**PROBLEM TO WORK ON:** Copy the listing below without any changes, from the line that contains "stainless steel sink | locate" (including that line) through the end of the listing.

**PROVIDED RECORDS:**
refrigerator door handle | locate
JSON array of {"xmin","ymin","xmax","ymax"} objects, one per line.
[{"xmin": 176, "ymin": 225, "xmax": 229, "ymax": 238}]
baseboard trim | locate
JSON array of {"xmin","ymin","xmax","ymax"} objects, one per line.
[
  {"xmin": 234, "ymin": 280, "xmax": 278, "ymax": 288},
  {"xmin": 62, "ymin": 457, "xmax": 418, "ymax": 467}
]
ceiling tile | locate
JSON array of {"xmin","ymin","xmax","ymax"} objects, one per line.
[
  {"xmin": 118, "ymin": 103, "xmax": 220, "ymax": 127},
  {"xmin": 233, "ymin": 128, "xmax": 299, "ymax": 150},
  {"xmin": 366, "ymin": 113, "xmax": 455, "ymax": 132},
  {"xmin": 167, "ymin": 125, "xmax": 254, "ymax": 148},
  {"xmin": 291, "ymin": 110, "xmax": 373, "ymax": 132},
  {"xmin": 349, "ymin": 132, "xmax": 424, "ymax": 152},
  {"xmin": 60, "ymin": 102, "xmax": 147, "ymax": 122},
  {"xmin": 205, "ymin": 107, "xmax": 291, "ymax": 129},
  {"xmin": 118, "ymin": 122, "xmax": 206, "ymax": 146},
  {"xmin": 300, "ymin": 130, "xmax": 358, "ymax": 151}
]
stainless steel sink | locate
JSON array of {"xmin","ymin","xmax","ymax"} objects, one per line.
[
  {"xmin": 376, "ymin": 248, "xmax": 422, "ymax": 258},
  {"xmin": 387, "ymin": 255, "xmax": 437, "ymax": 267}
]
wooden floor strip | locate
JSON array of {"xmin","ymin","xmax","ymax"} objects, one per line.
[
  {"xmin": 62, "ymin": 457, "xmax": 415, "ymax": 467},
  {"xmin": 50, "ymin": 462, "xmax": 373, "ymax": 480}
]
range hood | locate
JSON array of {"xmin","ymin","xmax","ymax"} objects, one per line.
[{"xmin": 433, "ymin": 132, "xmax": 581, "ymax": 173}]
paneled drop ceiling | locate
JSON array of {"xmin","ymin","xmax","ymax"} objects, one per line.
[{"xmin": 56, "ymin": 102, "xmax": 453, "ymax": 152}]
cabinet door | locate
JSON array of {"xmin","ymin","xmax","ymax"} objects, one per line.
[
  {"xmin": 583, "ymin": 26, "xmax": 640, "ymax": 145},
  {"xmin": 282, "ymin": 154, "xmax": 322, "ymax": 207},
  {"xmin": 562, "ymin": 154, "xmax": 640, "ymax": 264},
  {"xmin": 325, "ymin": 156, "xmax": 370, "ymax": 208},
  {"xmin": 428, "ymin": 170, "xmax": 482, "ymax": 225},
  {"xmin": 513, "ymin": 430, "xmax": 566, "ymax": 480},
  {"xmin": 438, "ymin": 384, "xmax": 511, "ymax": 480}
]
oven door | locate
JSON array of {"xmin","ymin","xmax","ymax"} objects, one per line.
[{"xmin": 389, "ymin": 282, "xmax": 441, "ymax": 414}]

**ANSWER:**
stainless steel sink | locate
JSON array of {"xmin","ymin","xmax","ymax"} objects, one per line.
[
  {"xmin": 376, "ymin": 248, "xmax": 422, "ymax": 258},
  {"xmin": 387, "ymin": 255, "xmax": 437, "ymax": 267}
]
wooden floor strip | locate
JSON array of {"xmin","ymin","xmax","ymax"} objects, one per line.
[
  {"xmin": 62, "ymin": 457, "xmax": 415, "ymax": 467},
  {"xmin": 50, "ymin": 462, "xmax": 373, "ymax": 480}
]
range hood | locate
JSON array of {"xmin","ymin","xmax","ymax"} objects, one per line.
[{"xmin": 433, "ymin": 132, "xmax": 581, "ymax": 173}]
paneled drop ceiling | locate
JSON array of {"xmin","ymin","xmax","ymax"} objects, one per line.
[{"xmin": 56, "ymin": 102, "xmax": 453, "ymax": 152}]
cabinet door | locate
JSON array of {"xmin","ymin","xmax","ymax"} objects, one per line.
[
  {"xmin": 583, "ymin": 26, "xmax": 640, "ymax": 145},
  {"xmin": 282, "ymin": 154, "xmax": 322, "ymax": 207},
  {"xmin": 562, "ymin": 154, "xmax": 640, "ymax": 264},
  {"xmin": 325, "ymin": 156, "xmax": 370, "ymax": 208},
  {"xmin": 428, "ymin": 170, "xmax": 482, "ymax": 225},
  {"xmin": 513, "ymin": 430, "xmax": 566, "ymax": 480},
  {"xmin": 438, "ymin": 384, "xmax": 511, "ymax": 480}
]
oven door | locate
JSON array of {"xmin","ymin","xmax","ymax"} objects, one per line.
[{"xmin": 389, "ymin": 282, "xmax": 441, "ymax": 414}]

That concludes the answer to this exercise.